*EXERCISE REQUIREMENTS*: Pick out every line in the entries below that contains the word "striped" and copy each one.

*ROWS*:
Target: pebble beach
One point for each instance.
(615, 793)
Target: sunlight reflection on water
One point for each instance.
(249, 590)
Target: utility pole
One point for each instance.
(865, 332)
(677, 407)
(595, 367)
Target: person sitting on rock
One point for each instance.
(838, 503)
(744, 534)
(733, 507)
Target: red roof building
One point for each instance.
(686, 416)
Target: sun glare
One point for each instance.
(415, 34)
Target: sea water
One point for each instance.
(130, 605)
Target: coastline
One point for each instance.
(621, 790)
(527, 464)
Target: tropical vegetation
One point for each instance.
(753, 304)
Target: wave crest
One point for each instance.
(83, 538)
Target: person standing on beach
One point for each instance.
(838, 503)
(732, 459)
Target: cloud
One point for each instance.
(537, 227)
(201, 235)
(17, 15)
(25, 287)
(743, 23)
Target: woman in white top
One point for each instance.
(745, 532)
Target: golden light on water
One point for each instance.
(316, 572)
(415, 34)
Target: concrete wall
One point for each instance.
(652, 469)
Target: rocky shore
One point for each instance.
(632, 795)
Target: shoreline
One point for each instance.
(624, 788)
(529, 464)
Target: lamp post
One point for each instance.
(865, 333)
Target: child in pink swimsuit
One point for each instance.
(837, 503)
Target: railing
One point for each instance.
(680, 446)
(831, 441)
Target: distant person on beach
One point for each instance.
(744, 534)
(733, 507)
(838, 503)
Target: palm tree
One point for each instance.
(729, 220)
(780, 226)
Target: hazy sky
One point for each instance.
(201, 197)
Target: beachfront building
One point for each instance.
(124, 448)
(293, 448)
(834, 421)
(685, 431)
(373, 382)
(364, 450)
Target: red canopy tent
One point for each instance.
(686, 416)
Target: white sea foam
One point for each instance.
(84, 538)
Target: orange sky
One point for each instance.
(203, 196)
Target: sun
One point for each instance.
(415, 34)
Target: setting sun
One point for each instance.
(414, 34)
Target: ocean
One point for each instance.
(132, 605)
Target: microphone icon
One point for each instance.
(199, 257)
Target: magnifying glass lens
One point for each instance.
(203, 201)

...

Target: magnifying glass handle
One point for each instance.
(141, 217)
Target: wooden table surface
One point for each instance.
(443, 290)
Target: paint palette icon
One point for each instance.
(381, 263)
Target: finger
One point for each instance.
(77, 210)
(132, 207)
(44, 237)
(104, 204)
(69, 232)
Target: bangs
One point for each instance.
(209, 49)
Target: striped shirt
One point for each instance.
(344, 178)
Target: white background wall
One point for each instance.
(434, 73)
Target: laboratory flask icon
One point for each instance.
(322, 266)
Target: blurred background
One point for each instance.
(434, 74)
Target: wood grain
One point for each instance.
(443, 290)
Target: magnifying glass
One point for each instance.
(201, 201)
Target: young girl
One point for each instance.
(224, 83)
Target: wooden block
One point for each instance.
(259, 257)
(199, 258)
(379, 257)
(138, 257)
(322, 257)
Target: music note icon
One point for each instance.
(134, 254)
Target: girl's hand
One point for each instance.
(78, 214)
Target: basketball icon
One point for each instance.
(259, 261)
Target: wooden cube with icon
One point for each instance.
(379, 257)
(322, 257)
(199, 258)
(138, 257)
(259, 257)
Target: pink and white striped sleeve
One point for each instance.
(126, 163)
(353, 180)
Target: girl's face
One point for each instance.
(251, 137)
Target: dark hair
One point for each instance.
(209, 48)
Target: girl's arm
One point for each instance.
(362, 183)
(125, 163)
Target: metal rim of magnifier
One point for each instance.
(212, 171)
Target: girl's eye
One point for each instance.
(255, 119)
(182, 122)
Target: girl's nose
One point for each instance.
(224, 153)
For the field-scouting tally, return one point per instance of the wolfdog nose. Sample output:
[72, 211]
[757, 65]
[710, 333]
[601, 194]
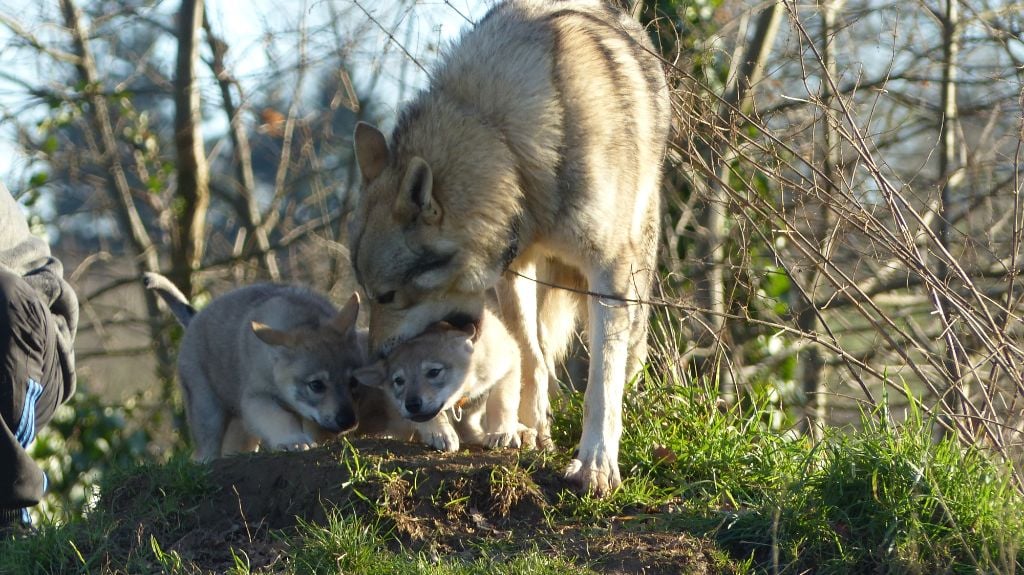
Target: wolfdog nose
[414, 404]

--

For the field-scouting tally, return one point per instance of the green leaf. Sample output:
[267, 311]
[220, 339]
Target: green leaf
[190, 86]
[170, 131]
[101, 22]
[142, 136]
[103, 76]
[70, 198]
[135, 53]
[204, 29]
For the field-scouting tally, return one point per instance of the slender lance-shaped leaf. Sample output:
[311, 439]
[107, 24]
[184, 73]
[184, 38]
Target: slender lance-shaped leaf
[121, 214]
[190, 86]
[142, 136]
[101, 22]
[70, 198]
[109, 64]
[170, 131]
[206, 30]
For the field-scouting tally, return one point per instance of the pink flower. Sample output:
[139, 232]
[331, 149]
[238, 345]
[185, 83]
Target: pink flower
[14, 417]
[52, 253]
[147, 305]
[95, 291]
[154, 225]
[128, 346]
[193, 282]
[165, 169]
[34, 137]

*TASK SOLUTION*:
Target: striped shirt
Target: pink and white striped sleeve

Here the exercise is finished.